• _Rows from a dataset_
-*-
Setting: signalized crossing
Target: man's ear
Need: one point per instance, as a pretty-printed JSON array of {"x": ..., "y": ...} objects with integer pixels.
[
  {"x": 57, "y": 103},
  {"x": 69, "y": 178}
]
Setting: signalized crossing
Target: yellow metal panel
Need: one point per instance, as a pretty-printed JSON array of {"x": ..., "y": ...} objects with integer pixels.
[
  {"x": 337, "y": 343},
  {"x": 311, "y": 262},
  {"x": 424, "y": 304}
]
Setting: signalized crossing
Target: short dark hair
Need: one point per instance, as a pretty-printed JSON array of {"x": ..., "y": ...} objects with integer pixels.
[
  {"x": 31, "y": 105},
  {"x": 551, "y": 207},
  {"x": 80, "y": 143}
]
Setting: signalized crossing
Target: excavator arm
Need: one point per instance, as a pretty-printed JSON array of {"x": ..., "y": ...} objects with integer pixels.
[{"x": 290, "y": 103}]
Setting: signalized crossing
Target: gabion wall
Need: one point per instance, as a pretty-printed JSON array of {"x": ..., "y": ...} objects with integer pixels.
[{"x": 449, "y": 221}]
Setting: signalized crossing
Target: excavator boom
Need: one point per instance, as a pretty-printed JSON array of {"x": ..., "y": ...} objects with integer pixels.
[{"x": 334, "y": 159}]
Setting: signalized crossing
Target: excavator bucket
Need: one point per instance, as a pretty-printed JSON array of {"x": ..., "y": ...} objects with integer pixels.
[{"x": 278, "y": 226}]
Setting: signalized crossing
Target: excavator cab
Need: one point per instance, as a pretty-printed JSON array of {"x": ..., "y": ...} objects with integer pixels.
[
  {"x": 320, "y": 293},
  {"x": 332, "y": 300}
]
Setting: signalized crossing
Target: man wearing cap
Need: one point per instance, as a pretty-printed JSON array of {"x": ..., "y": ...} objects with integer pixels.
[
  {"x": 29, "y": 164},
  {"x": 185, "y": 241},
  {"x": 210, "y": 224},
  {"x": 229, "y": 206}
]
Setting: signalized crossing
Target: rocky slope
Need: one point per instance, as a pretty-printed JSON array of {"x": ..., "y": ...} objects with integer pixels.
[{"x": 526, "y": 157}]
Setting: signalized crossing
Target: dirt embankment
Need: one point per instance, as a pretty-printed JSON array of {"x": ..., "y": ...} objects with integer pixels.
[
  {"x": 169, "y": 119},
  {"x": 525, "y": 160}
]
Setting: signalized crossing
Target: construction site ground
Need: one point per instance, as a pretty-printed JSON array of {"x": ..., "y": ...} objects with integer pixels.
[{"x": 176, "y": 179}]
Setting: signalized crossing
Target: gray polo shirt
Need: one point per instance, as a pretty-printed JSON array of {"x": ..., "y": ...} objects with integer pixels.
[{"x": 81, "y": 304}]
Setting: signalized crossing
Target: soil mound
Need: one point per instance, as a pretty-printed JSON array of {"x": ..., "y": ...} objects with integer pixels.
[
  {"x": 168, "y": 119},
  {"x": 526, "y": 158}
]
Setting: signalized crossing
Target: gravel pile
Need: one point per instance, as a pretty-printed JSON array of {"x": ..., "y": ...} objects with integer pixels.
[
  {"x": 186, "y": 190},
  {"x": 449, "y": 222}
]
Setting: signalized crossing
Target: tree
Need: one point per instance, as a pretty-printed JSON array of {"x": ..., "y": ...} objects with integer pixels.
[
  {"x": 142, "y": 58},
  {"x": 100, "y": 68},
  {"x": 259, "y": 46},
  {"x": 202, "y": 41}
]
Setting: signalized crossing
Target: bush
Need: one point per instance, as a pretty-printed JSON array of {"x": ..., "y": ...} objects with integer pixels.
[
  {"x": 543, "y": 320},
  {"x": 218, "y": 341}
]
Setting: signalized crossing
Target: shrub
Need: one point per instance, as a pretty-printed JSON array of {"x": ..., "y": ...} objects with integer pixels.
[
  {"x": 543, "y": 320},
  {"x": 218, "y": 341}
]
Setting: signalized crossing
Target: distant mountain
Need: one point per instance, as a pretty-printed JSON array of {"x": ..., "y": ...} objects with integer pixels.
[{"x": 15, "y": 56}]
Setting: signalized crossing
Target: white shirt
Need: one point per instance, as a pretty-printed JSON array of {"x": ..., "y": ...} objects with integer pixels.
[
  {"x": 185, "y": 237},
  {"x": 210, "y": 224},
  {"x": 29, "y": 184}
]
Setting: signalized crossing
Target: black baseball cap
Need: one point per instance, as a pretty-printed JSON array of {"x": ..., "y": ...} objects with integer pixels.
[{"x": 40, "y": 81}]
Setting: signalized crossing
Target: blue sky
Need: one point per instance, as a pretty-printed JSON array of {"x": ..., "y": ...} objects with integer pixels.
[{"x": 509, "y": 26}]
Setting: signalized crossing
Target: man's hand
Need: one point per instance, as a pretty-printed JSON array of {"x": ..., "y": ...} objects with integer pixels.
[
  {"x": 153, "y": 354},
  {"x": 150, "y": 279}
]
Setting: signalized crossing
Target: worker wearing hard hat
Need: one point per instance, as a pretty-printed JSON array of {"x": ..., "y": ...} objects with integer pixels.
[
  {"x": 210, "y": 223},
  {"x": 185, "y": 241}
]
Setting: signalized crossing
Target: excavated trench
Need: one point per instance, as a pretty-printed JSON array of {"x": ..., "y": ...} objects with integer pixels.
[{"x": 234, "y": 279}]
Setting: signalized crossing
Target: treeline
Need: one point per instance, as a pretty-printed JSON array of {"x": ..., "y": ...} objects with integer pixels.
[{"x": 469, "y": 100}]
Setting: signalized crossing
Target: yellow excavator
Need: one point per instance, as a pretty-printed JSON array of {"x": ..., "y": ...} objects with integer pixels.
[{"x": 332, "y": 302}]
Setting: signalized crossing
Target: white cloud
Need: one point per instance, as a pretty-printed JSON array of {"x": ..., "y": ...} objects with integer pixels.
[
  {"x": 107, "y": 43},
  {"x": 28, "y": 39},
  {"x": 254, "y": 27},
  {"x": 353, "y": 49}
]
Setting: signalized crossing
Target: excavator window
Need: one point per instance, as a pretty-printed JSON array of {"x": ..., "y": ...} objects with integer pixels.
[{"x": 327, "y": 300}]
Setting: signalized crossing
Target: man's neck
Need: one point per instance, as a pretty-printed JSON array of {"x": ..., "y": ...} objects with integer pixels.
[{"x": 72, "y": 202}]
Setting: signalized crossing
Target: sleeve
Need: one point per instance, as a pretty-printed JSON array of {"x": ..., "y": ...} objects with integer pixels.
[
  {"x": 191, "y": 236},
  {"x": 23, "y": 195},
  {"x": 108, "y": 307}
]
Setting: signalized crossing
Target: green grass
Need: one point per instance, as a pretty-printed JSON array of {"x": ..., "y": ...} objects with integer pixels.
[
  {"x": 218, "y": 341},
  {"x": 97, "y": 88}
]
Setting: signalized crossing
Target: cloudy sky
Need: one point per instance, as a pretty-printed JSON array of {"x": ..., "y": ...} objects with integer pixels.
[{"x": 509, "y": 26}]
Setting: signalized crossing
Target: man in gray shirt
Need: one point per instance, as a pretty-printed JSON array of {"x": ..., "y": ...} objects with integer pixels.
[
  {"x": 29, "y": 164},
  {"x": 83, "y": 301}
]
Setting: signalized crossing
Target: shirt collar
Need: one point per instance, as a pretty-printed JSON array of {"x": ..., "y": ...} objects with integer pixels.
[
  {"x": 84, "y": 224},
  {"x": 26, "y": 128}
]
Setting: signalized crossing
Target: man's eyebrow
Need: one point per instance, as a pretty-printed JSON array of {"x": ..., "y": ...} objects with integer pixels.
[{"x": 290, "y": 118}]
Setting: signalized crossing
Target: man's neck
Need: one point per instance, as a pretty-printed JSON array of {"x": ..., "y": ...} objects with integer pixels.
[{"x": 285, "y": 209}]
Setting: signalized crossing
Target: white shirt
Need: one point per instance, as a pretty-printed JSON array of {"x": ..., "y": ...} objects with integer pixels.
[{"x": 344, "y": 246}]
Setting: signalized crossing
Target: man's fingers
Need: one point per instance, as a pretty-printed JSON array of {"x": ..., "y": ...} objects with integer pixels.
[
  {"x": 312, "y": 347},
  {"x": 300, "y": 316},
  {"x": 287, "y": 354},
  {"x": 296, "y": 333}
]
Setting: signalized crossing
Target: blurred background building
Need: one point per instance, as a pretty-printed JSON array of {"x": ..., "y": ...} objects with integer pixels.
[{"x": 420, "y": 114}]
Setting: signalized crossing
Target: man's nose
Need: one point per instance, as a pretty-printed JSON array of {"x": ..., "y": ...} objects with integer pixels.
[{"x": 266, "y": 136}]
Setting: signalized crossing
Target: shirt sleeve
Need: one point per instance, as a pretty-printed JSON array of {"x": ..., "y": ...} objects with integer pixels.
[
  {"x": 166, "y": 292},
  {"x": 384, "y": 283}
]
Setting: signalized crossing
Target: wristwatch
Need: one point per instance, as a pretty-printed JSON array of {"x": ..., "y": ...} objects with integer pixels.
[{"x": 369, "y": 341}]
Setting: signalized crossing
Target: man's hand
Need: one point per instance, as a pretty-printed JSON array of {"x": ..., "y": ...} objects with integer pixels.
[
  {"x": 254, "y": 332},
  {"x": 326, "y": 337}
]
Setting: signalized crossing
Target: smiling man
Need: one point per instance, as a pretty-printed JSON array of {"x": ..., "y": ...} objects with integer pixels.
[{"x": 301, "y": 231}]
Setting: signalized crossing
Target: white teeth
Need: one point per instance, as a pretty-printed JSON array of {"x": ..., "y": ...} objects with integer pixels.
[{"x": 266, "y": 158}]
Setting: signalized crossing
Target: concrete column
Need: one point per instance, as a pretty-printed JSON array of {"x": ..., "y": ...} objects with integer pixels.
-*-
• _What you have to do_
Return every line of the records that contains the word "shirt".

• _Answer to the problem_
Target: gray polo shirt
Target: white shirt
Target: man in gray shirt
Target: shirt collar
Target: white shirt
Target: shirt sleeve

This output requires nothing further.